*Recorded information*.
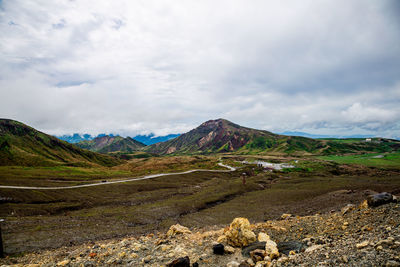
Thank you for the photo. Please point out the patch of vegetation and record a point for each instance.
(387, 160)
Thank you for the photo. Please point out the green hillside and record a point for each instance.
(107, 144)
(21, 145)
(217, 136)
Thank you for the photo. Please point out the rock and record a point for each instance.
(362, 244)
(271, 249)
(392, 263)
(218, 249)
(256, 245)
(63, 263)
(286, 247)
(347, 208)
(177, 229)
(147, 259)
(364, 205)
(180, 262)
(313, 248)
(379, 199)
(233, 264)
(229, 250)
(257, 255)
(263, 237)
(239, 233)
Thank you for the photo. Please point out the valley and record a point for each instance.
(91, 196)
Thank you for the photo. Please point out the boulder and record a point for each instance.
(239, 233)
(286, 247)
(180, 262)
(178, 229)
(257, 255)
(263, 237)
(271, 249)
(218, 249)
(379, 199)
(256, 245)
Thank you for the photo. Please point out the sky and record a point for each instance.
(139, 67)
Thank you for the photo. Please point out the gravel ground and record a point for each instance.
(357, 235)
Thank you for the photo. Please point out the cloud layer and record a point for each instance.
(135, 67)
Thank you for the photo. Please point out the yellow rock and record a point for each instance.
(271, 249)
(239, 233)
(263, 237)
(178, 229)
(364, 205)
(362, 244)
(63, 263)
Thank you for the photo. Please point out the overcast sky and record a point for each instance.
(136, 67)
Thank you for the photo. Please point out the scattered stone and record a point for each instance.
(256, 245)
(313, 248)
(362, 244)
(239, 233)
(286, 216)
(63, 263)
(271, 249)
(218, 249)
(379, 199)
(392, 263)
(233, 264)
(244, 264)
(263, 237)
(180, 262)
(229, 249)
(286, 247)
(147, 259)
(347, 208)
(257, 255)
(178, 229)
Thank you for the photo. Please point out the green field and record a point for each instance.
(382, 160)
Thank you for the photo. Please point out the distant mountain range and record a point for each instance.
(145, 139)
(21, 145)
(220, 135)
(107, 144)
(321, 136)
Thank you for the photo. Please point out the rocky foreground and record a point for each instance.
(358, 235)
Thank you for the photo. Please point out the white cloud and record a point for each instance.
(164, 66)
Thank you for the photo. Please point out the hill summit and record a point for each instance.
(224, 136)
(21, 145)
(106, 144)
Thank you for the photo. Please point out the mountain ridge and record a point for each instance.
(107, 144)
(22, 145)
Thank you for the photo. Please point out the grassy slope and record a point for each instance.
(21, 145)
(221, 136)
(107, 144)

*Do this*. Print all of the material above word for word, leaving out the pictures.

*Solution to this problem*.
Thank you for the photo. Please point out the patch of vegetation and record a point for each instance.
(387, 160)
Thank you for the photo. Please point out the green hillside and record a point for each instance.
(107, 144)
(21, 145)
(217, 136)
Thank you for the photo. Please point out the rock and record a point for each instance.
(362, 244)
(271, 249)
(392, 263)
(218, 249)
(256, 245)
(63, 263)
(286, 247)
(347, 208)
(177, 229)
(147, 259)
(364, 205)
(180, 262)
(313, 248)
(379, 199)
(233, 264)
(229, 250)
(257, 255)
(263, 237)
(239, 233)
Thank you for the photo. Please point out the valley and record a point for each instance.
(91, 196)
Thank you for the photo. Please point out the boulder and record a point for each instance.
(239, 233)
(286, 247)
(180, 262)
(178, 229)
(257, 255)
(263, 237)
(271, 249)
(218, 249)
(379, 199)
(256, 245)
Thank you for the photo. Please point out the sky and record a point for each instance.
(139, 67)
Thank you for the photo. Please point out the gravel ground and record a point for each instance.
(357, 235)
Thank you for the photo. Please point out the cloud layer and record a point for each instance.
(135, 67)
Thank you for the photo. Please point out the yellow rock and record a point for each instance.
(271, 249)
(239, 233)
(263, 237)
(178, 229)
(364, 205)
(362, 244)
(63, 263)
Thank you for the photo. Please point out the overcast sky and record a point for each instance.
(136, 67)
Thank you for the photo. Please point out the scattered stone and record a point for each instance.
(256, 245)
(313, 248)
(362, 244)
(239, 233)
(286, 216)
(63, 263)
(271, 249)
(218, 249)
(379, 199)
(392, 263)
(233, 264)
(244, 264)
(263, 237)
(180, 262)
(229, 249)
(286, 247)
(147, 259)
(347, 208)
(257, 255)
(178, 229)
Thank you for the photo. Please point out the green field and record a point for each instance.
(382, 160)
Thank you for the photo. Please point out the distant mountain range and record a point for each instance.
(145, 139)
(21, 145)
(220, 135)
(107, 144)
(321, 136)
Thank you for the photo. Please point out the rocky foreground and record a point for each instance.
(358, 235)
Thank you for the photo. Please point out the white cloud and record a point for each instance.
(164, 66)
Thank you for the photo. Please point out the hill summit and record a point for each instance.
(224, 136)
(21, 145)
(106, 144)
Thank you for the photo. Please point out the mountain ridge and record a point for each instance.
(107, 144)
(22, 145)
Thank you for the photo. Please point out the grassy slope and record a point for each instance.
(21, 145)
(221, 136)
(107, 144)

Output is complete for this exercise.